• EXERCISE REQUIREMENTS: Print the records exactly as they are written.

[Records excerpted from a collection]
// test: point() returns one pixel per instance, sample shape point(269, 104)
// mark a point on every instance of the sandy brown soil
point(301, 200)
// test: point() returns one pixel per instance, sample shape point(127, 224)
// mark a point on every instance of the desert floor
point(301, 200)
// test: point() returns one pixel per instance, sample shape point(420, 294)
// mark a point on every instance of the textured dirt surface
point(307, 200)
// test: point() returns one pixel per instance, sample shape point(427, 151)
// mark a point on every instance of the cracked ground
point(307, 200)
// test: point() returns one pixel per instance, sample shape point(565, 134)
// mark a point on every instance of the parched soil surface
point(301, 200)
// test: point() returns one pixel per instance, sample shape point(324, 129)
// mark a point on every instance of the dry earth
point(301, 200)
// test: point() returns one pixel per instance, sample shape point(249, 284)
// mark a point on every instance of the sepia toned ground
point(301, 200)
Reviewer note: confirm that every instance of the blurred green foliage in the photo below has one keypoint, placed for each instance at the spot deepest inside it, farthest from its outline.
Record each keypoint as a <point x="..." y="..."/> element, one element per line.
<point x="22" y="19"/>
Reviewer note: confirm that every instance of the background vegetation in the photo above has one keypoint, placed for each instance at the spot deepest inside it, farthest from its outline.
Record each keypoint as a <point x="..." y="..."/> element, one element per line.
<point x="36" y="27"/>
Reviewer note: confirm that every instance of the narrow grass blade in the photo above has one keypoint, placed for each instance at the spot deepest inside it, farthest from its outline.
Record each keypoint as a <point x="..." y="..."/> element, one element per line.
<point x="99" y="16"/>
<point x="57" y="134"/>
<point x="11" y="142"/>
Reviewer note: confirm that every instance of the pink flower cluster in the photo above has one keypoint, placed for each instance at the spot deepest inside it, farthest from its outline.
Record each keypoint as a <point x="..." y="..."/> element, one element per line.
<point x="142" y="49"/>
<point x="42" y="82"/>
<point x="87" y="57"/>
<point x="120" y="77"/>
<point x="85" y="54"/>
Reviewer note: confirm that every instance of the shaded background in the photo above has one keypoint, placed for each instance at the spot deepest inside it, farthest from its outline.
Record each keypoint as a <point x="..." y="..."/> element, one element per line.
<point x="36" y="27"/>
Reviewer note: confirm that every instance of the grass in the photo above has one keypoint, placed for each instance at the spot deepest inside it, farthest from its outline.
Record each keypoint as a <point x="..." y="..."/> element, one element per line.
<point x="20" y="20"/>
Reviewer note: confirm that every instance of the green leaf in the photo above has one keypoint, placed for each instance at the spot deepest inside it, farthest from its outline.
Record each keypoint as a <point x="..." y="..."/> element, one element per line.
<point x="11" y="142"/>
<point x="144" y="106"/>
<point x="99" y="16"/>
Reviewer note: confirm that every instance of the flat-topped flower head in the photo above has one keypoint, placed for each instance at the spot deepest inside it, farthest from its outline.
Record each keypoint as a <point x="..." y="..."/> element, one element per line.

• SOLUTION FOR THIS TASK:
// test: point() returns one pixel per instance, sample shape point(269, 104)
// mark a point on every instance of the sandy brown soil
point(301, 200)
// test: point() returns one pixel per instance, sample shape point(127, 224)
// mark a point on every instance of the desert floor
point(301, 200)
// test: point() returns one pixel per instance, sample shape point(420, 294)
// mark a point on every instance of the textured dirt surface
point(307, 200)
// test: point() returns one pixel per instance, sample shape point(427, 151)
// mark a point on every instance of the cracked ground
point(307, 200)
// test: point() returns one pixel per instance, sample shape point(565, 134)
// mark a point on every instance of the parched soil surface
point(301, 200)
// test: point() returns one pixel per instance, sample shape point(324, 129)
// mark a point on every instance of the dry earth
point(301, 200)
// test: point() returns one pixel per instance, sample shape point(249, 284)
// mark a point on every instance of the sepia toned ground
point(301, 200)
Reviewer note: confirm that every instance of the blurred green foliage in the photo below has one keypoint, placed for each instance at the spot deepest inside it, farthest from its outline.
Record each keypoint as a <point x="..." y="..."/> element, one element per line.
<point x="22" y="19"/>
Reviewer note: confirm that every instance of the background vegetation in the photo above has one keypoint, placed for each instance at the spot deepest inside it, farthest from its outline.
Record each keypoint as a <point x="..." y="..."/> element, one element per line.
<point x="36" y="27"/>
Reviewer note: confirm that every instance of the narrow grass blade in the photo above has one keypoint, placed for each instance at the spot deepest inside it, farthest from its outline.
Record each keypoint as a <point x="..." y="..."/> element, one element per line.
<point x="99" y="16"/>
<point x="57" y="134"/>
<point x="11" y="142"/>
Reviewer note: confirm that every instance of the pink flower cluster in the photo above has one keypoint, placed for each instance at the spot deepest inside it, farthest from its outline.
Record each keypoint as a <point x="..." y="..."/> element, one element per line.
<point x="142" y="49"/>
<point x="42" y="82"/>
<point x="87" y="57"/>
<point x="120" y="77"/>
<point x="85" y="54"/>
Reviewer note: confirm that every instance of the shaded background in the photo above has one keypoint, placed for each instance at the spot deepest inside it, farthest from its outline.
Record each keypoint as a <point x="..." y="..."/> element, one element per line.
<point x="36" y="27"/>
Reviewer note: confirm that every instance of the grass in the photo above has one keypoint, placed for each instance at the spot deepest inside it, farthest from its outline.
Record each keypoint as a <point x="..." y="..."/> element, one element per line.
<point x="20" y="20"/>
Reviewer note: confirm that every instance of the green leaf in the photo above has one keypoint, placed for each instance at the spot deepest inside it, farthest from its outline.
Record each keypoint as a <point x="..." y="..."/> element, one element per line.
<point x="11" y="142"/>
<point x="144" y="106"/>
<point x="99" y="16"/>
Reviewer note: confirm that every instance of the flat-topped flower head in the photo above has one keypoint, placed for each instance at the spot deepest inside it, farthest from its outline.
Record each keypoint as a <point x="..." y="..."/> element, one element per line.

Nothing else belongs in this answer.